(Your objective): Look through the lines below for the word "covered", and copy every line that has it.

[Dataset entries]
⁂

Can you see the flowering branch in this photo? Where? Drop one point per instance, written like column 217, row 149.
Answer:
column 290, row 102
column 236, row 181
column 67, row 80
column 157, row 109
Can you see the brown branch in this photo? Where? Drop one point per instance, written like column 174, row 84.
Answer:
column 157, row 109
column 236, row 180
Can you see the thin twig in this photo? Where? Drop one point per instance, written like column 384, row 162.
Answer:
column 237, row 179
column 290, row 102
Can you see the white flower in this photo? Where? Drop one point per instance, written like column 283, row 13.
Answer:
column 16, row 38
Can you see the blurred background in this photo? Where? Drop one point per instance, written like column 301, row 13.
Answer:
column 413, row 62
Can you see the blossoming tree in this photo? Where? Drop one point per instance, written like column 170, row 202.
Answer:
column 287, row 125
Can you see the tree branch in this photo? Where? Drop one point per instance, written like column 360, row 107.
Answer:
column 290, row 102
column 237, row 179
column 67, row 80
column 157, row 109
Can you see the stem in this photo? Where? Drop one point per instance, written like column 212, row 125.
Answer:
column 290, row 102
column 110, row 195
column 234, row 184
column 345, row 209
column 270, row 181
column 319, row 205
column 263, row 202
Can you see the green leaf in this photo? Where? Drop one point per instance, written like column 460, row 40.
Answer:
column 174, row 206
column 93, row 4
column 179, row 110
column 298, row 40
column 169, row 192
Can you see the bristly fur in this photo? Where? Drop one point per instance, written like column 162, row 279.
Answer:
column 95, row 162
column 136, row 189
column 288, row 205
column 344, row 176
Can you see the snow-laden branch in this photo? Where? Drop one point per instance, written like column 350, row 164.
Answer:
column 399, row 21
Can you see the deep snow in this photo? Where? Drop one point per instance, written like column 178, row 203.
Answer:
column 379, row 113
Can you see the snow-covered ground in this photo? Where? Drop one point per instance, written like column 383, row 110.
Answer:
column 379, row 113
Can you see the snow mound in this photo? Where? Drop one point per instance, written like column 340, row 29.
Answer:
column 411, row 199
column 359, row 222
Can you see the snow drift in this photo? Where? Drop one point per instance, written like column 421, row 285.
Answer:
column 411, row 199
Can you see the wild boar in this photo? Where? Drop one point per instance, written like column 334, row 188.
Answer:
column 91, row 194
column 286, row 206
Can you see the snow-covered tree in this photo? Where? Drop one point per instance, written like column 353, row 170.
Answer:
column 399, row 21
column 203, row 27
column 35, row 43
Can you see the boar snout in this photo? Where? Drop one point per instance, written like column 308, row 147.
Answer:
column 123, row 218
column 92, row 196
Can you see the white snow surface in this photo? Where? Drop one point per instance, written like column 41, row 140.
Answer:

⁂

(Finished exercise):
Can you see the snow-covered ground in this photo? Where? Drop one point per instance, written like column 383, row 110.
Can you see the snow-covered tree in this photo? Where? Drop one point per instance, written like column 353, row 170.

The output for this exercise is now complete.